_Text for analysis:_

╔══

Nominal Intent
When someone says their taste is showing through in an AI-generated image, or that their aesthetic sensibility guided the output, they are engaged in nominal intent. The claim of creative ownership is not exactly a lie — it functions more like a useful fiction, a comforting story the author tells themselves — but it is not true in the way they mean it. Reaching for the word “intent” here is a self-delusion, one that flatters the prompter while obscuring what actually happened.
Intent, by its nature, is vague. A letter of intent is not a contract. It is something nebulous, indistinct — a basis for further discussion, not a specification. This vagueness is not a flaw in the concept; it is the feature that makes it useful as a claim. Because intent is inherently invisible and unmeasurable, it cannot be falsified — that is not a bug, it is the point — it allows a user to retroactively claim authorship over whatever the machine happens to output, as long as they can gesture toward some prior mental state. People lean on it precisely when they want credit for an outcome they did not reliably produce.

╚══

_Available data:_
╔══

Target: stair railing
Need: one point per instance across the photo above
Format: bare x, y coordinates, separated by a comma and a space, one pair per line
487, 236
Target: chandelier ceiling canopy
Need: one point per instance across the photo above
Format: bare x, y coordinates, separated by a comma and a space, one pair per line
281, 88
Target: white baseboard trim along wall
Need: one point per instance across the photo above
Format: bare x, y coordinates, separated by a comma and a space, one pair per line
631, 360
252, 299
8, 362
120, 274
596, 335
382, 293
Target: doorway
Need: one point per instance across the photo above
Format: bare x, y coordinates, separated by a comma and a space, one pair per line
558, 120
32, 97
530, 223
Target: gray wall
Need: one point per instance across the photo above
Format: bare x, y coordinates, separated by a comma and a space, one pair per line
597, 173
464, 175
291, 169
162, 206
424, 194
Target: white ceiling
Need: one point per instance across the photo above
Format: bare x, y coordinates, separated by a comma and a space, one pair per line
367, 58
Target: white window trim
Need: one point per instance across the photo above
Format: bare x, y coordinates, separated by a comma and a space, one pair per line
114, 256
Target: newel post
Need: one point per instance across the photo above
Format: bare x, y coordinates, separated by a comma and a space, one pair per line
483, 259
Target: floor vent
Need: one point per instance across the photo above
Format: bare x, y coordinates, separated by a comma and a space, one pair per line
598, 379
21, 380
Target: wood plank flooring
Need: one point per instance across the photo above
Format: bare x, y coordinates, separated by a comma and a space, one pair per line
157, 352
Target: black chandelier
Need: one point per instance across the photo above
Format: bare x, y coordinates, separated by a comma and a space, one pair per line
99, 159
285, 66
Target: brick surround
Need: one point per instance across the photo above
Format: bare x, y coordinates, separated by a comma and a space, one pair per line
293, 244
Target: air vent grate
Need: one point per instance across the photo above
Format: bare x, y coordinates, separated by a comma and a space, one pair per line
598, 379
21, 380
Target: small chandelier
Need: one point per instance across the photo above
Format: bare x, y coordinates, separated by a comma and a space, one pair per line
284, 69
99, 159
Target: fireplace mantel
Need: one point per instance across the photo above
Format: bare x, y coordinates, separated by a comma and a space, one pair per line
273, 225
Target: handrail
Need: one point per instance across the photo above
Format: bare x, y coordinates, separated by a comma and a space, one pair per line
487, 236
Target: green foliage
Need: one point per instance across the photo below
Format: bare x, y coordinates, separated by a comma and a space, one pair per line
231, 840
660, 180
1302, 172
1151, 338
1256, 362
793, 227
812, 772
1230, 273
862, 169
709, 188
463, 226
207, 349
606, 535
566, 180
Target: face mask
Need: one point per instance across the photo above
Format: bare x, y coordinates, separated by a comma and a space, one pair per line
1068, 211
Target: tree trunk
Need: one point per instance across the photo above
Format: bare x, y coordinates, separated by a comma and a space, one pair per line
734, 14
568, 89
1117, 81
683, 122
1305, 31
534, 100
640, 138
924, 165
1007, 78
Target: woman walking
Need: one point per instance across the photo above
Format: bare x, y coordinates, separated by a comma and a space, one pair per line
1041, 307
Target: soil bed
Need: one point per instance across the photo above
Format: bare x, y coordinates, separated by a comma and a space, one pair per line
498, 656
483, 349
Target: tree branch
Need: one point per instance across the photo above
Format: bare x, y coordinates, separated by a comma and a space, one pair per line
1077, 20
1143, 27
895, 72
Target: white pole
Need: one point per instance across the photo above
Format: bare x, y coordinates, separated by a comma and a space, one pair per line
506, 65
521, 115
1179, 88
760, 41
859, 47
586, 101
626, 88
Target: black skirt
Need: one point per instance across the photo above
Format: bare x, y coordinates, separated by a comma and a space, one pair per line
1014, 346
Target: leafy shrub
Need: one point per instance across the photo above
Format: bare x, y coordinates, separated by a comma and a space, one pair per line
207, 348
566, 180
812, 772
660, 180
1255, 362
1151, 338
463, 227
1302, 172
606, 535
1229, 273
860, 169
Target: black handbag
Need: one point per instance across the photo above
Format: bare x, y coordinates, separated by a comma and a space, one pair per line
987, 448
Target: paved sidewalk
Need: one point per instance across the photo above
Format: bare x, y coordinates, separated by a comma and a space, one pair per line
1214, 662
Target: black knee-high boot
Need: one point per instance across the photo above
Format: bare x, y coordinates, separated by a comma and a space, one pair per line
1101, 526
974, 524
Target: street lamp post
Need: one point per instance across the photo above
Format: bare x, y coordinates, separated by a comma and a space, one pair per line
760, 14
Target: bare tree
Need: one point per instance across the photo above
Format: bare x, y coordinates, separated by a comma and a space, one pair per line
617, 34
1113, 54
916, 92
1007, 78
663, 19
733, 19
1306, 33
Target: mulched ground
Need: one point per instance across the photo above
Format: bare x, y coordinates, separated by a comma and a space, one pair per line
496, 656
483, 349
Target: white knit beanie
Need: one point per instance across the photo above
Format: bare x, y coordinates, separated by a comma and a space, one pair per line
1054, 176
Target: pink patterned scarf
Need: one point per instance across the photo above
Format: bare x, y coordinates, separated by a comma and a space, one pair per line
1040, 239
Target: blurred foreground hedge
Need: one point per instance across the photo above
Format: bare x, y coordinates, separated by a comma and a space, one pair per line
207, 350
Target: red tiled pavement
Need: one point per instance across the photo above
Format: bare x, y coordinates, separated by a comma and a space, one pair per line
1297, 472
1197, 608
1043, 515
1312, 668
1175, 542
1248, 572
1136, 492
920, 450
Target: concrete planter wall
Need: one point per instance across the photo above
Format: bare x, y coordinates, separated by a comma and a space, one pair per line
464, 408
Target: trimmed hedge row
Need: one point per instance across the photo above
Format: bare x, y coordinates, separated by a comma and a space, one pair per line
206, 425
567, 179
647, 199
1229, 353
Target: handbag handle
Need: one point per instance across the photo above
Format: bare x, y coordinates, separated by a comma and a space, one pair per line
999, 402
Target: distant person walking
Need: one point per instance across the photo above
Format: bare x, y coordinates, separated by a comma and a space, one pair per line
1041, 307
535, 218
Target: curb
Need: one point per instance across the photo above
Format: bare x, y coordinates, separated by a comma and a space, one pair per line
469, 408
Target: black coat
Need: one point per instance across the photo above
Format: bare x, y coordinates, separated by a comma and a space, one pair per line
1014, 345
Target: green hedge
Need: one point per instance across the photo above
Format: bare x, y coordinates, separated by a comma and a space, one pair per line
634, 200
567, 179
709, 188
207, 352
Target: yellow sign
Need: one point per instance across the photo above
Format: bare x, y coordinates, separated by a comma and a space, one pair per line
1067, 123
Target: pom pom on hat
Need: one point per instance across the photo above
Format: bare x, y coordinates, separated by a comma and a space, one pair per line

╚══

_Activity list:_
1 - In the text on nominal intent, what does a letter of intent fail to be?
2 - Pick up the text on nominal intent after its final sentence and carry it forward.

_Responses in order:_
1 - A contract.

2 -
The machine adds substantially to the output. This is the key distinction from any traditional creative tool. A paintbrush does not paint itself. It does not generate large areas of the canvas unprompted. A hand tool may resist or redirect at the margins — wet paint spreads, a chisel slips — but these are perturbations of texture, not contributions of content. An LLM injecting an unpredicted compositional choice, an unasked-for tonal register, a structural decision the prompter would not have made — that is of a different order. The human’s guidance does not adequately control the output.
Prompts are constraints, not intentions. Writing a long, detailed prompt that narrows the output space is not the same as intending the result. A person placed in a small box has their movement constrained, but the walls of the box are not an expression of their intent — they are a limit on it. Most human intent does operate stochastically — “I intend to walk home” leaves every footfall underdetermined — but the intent and the constraint remain categorically distinct things. The prompt defines the box. It does not intend what emerges from inside it.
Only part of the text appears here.